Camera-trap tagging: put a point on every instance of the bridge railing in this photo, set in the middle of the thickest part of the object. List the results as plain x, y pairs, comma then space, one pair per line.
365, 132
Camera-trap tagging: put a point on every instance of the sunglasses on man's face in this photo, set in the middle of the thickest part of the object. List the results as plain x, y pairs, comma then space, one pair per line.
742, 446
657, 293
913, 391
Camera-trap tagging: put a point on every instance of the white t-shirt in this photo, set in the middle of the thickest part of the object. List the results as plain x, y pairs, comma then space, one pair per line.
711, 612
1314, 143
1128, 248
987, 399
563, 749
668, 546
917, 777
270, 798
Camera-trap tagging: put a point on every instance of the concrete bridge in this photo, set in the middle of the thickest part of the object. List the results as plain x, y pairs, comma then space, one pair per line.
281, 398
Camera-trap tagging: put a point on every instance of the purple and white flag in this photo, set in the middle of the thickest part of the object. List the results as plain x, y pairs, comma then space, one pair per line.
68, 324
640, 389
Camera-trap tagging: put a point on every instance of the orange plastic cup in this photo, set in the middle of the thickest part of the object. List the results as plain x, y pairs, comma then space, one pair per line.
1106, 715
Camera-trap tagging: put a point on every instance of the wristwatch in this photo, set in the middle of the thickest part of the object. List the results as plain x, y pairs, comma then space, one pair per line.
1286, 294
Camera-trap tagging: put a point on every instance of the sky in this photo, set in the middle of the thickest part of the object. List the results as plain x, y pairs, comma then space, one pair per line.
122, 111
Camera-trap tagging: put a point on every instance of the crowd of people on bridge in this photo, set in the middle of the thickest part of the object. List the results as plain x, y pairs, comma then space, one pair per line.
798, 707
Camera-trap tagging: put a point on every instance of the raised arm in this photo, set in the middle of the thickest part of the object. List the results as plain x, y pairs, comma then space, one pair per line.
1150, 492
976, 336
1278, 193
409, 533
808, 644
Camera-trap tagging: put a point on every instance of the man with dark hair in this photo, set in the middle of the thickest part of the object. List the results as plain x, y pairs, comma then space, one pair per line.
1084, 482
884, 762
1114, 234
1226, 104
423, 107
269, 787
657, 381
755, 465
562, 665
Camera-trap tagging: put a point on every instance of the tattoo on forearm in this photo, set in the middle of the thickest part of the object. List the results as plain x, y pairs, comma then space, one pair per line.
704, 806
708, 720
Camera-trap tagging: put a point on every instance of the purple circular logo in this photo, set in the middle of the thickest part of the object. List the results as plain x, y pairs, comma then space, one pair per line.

What you have to do —
At the line containing "Camera-trap tagging: put a point on every instance of the sky", start transcribing exactly, and continue through the last line of the listing. Stop there and add nothing.

Reply —
Camera-trap tagging: put a point on every instance of the sky in this photo, set in the middle of the thickest part of the object. List the results as plain x, y pairs, comma then space, one pair per line.
122, 111
Camera-trap tagging: put a point on every instance of the crowd of people on bridge in this photo, set in the middle of the thickest part of the object. List the results as plain x, y pairs, comma then space, one pair per line.
798, 707
Camera-trap tagging: put a point on every instance of the raised arm in this photo, set in the middle of the thickest part of the object. List the results as plain x, y pairs, comma then space, one pair per line.
1150, 492
976, 336
1278, 193
409, 533
808, 644
Camera-trap tagging: put a point on every instance of the man with dark hair in this photo, set in the middle of the thickest part of the object. List the results as plain x, y pairs, comma then space, one pair per line.
1084, 482
884, 762
1114, 234
1226, 104
423, 107
269, 787
657, 381
755, 465
562, 665
Camera-trap tagging: put a point on every instance of the tattoo on forearm in this photo, set in the middle of the thickest part of the object. List the results as plain x, y pairs, comma then space, one pair per line.
704, 806
708, 720
Camera-trap tagging: put a point on every instance of the purple circular logo in this photo, set in the middle of the thickest part of the object. List the results as plain x, y pairs, comma then space, one pair per line.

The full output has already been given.